§ **SUPPLIED RECORDS**:
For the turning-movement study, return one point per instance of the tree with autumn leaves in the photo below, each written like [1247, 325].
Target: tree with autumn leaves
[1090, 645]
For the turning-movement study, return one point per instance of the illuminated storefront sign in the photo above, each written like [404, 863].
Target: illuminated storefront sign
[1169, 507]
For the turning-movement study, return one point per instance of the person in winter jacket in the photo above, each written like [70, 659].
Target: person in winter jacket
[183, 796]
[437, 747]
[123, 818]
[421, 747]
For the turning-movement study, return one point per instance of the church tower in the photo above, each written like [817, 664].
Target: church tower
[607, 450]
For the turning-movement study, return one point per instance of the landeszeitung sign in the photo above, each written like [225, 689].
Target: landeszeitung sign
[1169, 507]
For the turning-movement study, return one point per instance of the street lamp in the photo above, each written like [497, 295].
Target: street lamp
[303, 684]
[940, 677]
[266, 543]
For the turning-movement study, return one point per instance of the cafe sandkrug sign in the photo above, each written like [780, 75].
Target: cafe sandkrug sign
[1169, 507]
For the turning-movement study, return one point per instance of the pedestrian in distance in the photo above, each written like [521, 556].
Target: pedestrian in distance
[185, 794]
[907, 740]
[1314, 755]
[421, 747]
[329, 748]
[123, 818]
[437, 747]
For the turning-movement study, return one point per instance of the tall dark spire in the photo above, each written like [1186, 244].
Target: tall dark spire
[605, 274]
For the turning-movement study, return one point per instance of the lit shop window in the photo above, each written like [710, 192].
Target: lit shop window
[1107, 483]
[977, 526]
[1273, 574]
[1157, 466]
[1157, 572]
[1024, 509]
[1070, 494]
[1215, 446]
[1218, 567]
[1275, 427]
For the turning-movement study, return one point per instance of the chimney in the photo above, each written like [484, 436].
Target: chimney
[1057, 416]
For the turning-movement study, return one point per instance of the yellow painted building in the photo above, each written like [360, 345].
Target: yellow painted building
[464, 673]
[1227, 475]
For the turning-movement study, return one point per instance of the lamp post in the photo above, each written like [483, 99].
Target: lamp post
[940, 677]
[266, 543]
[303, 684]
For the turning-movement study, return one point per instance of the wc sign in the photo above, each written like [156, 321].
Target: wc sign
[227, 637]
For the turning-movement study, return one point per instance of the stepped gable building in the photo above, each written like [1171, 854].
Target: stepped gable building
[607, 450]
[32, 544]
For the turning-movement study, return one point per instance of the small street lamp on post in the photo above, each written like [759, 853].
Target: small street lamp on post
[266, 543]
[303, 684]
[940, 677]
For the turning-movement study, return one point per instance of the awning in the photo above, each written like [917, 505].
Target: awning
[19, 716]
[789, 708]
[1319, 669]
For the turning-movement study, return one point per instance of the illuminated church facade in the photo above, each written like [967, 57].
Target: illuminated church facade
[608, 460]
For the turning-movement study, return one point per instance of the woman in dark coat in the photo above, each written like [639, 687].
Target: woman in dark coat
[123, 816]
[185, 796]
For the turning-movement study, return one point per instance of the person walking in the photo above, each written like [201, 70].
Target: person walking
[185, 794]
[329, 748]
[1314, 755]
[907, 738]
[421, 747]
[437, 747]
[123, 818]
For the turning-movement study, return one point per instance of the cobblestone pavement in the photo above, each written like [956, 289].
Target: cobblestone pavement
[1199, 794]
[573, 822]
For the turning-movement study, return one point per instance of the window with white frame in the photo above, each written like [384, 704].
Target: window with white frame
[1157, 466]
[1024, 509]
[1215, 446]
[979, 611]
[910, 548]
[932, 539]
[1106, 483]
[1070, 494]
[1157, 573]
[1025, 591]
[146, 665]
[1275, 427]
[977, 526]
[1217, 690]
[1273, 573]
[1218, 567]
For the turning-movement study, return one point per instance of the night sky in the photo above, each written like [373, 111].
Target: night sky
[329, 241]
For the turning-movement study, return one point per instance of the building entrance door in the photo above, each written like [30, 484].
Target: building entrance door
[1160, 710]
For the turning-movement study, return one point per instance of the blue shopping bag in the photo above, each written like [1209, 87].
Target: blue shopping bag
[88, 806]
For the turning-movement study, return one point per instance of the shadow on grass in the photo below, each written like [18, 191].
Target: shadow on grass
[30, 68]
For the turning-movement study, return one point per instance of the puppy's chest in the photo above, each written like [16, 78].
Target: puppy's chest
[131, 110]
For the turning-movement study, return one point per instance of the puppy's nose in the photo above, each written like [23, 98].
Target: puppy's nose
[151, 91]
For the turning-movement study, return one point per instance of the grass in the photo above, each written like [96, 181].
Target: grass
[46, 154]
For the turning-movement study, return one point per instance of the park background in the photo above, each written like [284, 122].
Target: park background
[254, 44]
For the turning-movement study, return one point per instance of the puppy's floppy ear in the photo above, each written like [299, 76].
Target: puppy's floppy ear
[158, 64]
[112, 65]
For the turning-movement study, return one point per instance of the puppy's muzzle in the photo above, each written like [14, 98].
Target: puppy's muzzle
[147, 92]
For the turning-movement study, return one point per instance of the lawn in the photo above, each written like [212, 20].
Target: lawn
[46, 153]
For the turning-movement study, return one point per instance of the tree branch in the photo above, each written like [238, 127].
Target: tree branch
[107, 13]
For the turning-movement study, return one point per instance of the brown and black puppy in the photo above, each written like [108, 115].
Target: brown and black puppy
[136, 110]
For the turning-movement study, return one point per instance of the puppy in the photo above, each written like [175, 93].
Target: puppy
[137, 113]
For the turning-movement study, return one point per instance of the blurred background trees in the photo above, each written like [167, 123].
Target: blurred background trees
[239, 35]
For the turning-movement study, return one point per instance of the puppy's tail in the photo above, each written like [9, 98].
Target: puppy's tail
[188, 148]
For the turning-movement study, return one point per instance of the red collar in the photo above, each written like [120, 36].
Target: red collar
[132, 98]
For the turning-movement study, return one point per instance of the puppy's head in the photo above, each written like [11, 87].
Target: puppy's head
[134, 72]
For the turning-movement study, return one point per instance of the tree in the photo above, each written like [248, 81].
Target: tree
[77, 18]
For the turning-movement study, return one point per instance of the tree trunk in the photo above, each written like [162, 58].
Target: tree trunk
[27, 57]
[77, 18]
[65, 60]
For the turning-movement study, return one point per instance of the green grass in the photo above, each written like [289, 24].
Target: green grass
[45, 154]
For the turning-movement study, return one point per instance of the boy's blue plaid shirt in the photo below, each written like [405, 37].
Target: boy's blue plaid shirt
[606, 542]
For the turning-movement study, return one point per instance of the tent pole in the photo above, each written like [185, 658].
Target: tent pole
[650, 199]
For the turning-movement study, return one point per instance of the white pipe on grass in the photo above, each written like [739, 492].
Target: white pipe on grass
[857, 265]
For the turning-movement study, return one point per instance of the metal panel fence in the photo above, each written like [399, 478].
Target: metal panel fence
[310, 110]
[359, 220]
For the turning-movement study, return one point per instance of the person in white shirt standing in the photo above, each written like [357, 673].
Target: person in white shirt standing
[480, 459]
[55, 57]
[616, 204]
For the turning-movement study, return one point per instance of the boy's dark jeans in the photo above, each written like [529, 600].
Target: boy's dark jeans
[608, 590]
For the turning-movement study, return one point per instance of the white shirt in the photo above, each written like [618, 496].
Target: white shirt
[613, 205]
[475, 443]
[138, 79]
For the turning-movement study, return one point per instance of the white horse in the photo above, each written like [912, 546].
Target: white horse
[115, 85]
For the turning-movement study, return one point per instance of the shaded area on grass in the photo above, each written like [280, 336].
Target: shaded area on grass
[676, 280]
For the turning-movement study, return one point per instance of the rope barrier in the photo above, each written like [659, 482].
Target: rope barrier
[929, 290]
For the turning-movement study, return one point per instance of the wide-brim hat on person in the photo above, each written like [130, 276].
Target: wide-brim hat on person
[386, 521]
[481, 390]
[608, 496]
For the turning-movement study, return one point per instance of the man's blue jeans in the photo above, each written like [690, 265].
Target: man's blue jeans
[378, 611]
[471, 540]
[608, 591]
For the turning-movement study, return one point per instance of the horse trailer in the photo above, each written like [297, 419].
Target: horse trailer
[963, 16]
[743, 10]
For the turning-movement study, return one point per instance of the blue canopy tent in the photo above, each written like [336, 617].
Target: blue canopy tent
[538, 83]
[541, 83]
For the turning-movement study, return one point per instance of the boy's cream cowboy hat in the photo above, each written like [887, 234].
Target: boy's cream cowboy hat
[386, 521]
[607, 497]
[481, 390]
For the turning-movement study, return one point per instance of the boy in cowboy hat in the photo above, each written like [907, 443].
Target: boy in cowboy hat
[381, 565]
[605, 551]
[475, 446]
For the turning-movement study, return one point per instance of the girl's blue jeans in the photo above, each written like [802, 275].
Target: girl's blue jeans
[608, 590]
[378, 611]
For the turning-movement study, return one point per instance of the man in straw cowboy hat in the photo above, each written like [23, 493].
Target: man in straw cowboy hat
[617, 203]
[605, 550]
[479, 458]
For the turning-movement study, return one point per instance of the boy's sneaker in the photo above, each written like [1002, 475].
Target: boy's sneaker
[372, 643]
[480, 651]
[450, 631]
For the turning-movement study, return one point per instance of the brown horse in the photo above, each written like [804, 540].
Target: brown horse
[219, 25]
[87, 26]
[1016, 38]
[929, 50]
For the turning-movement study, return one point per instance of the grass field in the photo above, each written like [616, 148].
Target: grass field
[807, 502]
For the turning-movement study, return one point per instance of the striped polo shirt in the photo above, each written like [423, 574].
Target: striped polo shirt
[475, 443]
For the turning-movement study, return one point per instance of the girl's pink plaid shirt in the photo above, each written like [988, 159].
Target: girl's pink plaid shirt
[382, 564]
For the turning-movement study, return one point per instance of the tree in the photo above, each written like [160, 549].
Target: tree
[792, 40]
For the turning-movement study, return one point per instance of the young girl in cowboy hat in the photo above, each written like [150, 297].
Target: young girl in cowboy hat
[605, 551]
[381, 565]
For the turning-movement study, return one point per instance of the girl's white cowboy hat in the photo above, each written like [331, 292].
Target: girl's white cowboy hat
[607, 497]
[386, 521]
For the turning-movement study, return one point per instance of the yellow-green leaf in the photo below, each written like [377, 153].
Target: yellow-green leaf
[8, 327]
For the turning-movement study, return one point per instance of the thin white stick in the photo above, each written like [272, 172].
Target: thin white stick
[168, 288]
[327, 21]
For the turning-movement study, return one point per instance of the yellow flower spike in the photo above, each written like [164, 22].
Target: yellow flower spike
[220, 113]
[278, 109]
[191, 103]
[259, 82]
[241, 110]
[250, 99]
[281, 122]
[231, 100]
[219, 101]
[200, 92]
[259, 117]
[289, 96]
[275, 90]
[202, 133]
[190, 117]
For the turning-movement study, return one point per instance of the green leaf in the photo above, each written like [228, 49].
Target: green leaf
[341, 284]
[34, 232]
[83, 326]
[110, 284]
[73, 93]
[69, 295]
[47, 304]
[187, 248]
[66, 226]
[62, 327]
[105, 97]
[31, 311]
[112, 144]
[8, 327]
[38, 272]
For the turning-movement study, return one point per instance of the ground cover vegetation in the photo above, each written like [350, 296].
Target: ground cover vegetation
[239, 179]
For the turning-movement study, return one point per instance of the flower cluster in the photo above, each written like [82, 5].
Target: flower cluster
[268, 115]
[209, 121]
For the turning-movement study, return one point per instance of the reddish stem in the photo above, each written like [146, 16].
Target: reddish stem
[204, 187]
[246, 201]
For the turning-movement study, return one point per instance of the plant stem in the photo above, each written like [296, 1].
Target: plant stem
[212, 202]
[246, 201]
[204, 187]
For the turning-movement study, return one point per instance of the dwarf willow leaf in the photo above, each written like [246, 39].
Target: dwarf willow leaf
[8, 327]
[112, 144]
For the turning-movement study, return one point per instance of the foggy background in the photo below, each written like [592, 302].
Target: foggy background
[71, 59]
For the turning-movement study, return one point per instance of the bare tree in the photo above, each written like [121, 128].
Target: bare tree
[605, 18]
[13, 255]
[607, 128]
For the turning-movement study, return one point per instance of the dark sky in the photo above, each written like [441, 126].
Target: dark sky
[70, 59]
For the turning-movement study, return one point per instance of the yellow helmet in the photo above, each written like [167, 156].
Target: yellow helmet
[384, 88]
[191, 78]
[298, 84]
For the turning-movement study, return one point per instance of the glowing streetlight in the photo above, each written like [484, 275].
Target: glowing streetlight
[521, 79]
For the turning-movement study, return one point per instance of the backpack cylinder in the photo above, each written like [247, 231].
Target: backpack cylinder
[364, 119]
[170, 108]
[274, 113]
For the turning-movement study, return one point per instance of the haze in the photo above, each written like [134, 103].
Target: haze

§ **YOUR TASK**: Find "like [167, 156]." in the data above, then repeat that line and all lines after it exactly, ending with the final line.

§ **EXERCISE ANSWER**:
For the turning-movement study, return one point per instance of the yellow helmet in the photo above, each written like [167, 156].
Target: yellow helmet
[384, 88]
[191, 78]
[298, 84]
For the turning-movement study, return one point per instance of the glowing streetlight in the photo above, each written like [484, 275].
Target: glowing streetlight
[521, 79]
For the turning-movement study, return one point per instance of the backpack cylinder in the photo above, each written like [247, 231].
Target: backpack cylinder
[364, 119]
[170, 108]
[274, 113]
For the turning-movement study, return one point per instance of the haze in the photo above, each written like [134, 103].
Target: haze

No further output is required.